Goal:
Omit the pictures, then reproduce every remaining record exactly.

========

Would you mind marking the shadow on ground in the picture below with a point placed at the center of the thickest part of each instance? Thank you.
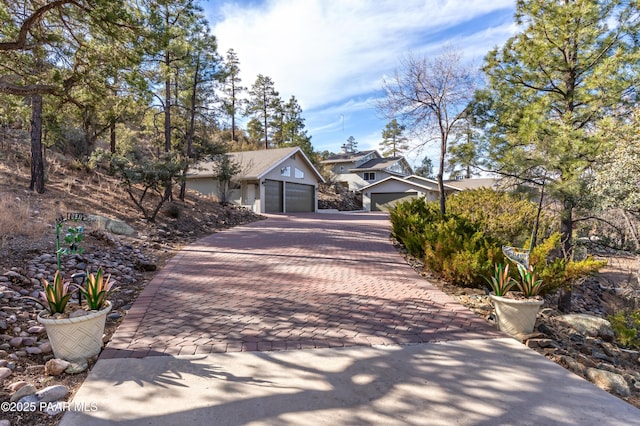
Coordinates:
(474, 382)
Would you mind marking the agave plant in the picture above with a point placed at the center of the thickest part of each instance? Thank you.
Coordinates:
(500, 282)
(55, 296)
(97, 290)
(529, 285)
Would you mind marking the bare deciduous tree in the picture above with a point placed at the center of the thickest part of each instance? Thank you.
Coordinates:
(429, 96)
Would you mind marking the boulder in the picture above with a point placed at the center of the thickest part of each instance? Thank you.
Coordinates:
(588, 325)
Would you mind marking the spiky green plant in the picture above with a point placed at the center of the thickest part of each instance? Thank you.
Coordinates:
(97, 290)
(55, 296)
(500, 282)
(529, 283)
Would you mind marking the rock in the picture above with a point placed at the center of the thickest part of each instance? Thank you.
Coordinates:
(36, 329)
(13, 387)
(541, 343)
(55, 367)
(28, 341)
(573, 365)
(4, 372)
(588, 325)
(76, 367)
(26, 390)
(145, 266)
(609, 381)
(45, 347)
(51, 393)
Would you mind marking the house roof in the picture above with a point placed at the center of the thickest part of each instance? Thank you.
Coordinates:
(473, 183)
(377, 164)
(401, 180)
(423, 181)
(256, 164)
(348, 157)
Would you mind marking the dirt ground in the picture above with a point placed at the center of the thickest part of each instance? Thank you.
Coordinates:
(71, 188)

========

Full answer:
Would you mind marking the shadow on ground in the picture below with a point placed at the center of the thickest part of each instance? Thank you.
Coordinates:
(474, 382)
Would you mind marking the agave plant in the picture above with a point placed at the center of the thickest part of each instance? Thank you.
Coordinates:
(500, 282)
(55, 296)
(97, 290)
(529, 285)
Would you mind marking the bare deciduous tree in the picture above with a point placed at the center of the thickest part of each instance? Thank you.
Coordinates:
(429, 96)
Would you mind marking the boulder in the picture above with a point placed at the center of the thickest part of each instance? Thank you.
Coordinates:
(588, 325)
Would you mind marking the spiky green plant in the picture above with a point placed at the center of the thickest part of each instance? Thank you.
Coordinates:
(97, 290)
(55, 296)
(500, 282)
(529, 283)
Would you mind marking the rock in the picture above with a point placed at the center of the thickest part of each instance? Thank you.
Coordinates:
(36, 329)
(13, 387)
(541, 343)
(55, 367)
(28, 341)
(573, 365)
(4, 372)
(588, 325)
(76, 367)
(26, 390)
(145, 266)
(609, 381)
(45, 347)
(51, 393)
Would you mind marking the house roof in the picture above with a point placed at the center of the thickest part of each instance? Thank you.
Coordinates:
(473, 183)
(377, 164)
(401, 180)
(423, 181)
(256, 164)
(348, 157)
Would you mind marking the dirt ground in the picture above with a point placed at the center of the thickest part of each instance? Thank you.
Coordinates:
(71, 188)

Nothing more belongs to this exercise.